Directive: Give the records back in full, exactly as they read.

Available records:
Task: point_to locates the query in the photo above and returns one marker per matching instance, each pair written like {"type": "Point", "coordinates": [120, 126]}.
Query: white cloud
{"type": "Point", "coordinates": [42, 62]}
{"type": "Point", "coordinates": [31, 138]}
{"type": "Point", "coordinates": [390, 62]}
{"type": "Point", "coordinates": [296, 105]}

Output of the exercise:
Task: point_to locates the query in the photo above and returns one marker per matching instance, each pair written like {"type": "Point", "coordinates": [120, 126]}.
Query: white cloud
{"type": "Point", "coordinates": [42, 62]}
{"type": "Point", "coordinates": [31, 138]}
{"type": "Point", "coordinates": [390, 62]}
{"type": "Point", "coordinates": [296, 105]}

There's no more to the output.